Goal: Give the rows from the line containing "Exercise. Point out the tractor" through the line containing "[(299, 679), (347, 689)]", inclusive, as a numbered list with blank lines omitted.

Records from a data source

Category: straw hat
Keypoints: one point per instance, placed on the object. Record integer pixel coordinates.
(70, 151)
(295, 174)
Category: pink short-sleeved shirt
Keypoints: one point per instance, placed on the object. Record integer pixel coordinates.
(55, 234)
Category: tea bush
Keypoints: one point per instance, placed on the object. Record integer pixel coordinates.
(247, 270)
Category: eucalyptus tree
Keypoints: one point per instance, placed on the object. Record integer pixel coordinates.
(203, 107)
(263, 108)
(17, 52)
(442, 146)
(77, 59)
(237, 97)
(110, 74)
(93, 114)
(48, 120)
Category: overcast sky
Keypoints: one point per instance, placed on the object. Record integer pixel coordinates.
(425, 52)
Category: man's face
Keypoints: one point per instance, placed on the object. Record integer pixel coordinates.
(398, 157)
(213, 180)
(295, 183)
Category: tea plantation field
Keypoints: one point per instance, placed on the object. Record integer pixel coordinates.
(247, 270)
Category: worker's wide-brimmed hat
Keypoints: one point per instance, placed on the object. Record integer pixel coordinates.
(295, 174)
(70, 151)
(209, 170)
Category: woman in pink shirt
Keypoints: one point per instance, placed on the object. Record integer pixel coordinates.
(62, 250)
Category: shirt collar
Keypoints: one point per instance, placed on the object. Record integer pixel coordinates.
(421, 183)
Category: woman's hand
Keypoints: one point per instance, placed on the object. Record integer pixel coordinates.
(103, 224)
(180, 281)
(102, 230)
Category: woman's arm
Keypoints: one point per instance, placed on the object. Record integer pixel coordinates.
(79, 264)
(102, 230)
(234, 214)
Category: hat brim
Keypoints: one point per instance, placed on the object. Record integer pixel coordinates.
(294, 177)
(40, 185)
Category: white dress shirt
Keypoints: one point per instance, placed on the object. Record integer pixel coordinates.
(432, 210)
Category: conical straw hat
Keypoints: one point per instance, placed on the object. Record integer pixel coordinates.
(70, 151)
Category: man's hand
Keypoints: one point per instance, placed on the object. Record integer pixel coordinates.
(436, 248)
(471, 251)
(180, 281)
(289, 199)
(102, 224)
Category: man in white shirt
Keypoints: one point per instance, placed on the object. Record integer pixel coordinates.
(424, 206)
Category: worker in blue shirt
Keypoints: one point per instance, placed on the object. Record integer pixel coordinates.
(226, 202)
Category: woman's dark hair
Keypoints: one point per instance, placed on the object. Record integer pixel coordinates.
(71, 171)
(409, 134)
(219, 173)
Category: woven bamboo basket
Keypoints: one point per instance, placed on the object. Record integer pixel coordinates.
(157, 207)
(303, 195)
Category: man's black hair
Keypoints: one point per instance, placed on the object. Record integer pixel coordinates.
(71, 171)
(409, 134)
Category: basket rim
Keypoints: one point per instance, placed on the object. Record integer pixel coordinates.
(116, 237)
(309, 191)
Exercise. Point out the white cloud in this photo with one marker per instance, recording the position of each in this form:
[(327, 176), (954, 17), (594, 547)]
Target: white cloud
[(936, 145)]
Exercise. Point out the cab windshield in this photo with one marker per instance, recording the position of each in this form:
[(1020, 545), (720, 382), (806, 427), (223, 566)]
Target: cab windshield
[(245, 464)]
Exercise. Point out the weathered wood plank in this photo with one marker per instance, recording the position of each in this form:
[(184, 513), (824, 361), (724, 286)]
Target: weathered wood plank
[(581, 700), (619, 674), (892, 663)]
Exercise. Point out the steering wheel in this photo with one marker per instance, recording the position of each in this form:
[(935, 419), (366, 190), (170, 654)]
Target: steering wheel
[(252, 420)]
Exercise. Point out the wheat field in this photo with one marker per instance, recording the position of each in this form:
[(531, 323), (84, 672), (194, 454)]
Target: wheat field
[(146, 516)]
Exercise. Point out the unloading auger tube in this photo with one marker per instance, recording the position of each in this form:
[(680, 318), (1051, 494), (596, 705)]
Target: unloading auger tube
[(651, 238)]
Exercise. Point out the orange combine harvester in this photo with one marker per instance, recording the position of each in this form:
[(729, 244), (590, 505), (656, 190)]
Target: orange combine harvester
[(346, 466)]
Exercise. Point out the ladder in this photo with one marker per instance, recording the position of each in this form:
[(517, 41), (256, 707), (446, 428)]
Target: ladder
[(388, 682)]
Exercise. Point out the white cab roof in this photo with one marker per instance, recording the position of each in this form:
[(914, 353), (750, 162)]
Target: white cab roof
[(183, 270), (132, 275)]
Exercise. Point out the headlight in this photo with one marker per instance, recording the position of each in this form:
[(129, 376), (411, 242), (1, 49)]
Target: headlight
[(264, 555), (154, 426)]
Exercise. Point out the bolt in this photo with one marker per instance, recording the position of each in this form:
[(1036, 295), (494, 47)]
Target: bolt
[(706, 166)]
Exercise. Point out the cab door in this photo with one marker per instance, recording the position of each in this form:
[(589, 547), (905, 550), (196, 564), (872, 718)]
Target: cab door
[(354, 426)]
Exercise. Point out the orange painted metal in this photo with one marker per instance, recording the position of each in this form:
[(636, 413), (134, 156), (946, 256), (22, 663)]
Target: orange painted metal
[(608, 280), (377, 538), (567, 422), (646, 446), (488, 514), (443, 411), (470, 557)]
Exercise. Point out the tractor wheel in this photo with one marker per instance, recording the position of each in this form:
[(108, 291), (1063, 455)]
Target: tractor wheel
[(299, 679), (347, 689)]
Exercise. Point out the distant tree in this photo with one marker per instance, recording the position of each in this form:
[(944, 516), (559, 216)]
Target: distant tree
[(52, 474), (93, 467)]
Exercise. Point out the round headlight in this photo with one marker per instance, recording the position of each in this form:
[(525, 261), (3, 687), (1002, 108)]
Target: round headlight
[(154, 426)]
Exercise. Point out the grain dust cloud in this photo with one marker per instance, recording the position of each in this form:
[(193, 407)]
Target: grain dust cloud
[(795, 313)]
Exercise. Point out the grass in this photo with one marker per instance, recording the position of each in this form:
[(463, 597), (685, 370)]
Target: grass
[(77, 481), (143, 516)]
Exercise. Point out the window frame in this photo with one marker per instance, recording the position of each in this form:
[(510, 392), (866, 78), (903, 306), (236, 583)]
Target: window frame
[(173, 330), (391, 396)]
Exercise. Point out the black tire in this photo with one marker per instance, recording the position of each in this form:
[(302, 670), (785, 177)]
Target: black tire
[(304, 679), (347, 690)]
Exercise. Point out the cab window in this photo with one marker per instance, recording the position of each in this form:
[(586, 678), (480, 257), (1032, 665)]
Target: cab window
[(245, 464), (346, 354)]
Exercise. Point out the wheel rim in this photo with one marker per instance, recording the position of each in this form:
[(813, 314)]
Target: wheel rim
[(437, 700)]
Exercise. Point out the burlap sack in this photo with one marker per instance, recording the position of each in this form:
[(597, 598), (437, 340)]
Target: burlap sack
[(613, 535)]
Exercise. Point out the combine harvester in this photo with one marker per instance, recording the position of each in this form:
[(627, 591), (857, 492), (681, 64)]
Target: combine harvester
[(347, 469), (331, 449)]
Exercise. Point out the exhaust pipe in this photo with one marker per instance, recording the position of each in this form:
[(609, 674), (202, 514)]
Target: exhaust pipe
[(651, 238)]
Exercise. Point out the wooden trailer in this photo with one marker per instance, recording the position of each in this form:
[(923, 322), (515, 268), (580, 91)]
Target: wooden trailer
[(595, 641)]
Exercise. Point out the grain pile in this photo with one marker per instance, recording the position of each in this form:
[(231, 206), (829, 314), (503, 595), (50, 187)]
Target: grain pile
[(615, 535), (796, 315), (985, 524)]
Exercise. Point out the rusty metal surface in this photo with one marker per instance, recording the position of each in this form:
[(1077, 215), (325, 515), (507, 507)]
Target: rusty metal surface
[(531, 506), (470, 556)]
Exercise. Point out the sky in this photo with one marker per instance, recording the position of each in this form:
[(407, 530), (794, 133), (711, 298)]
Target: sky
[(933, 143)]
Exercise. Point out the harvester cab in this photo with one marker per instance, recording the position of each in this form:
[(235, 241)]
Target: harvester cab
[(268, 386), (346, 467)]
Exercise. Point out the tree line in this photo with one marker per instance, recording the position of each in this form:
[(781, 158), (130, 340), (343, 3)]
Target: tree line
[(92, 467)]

Solved exercise:
1. Exercise. Point out the tractor wheel in this photo with one marker per instance, recording the position of each in this form:
2. [(108, 291), (1063, 455)]
3. Target: tractor wheel
4. [(299, 679), (347, 689)]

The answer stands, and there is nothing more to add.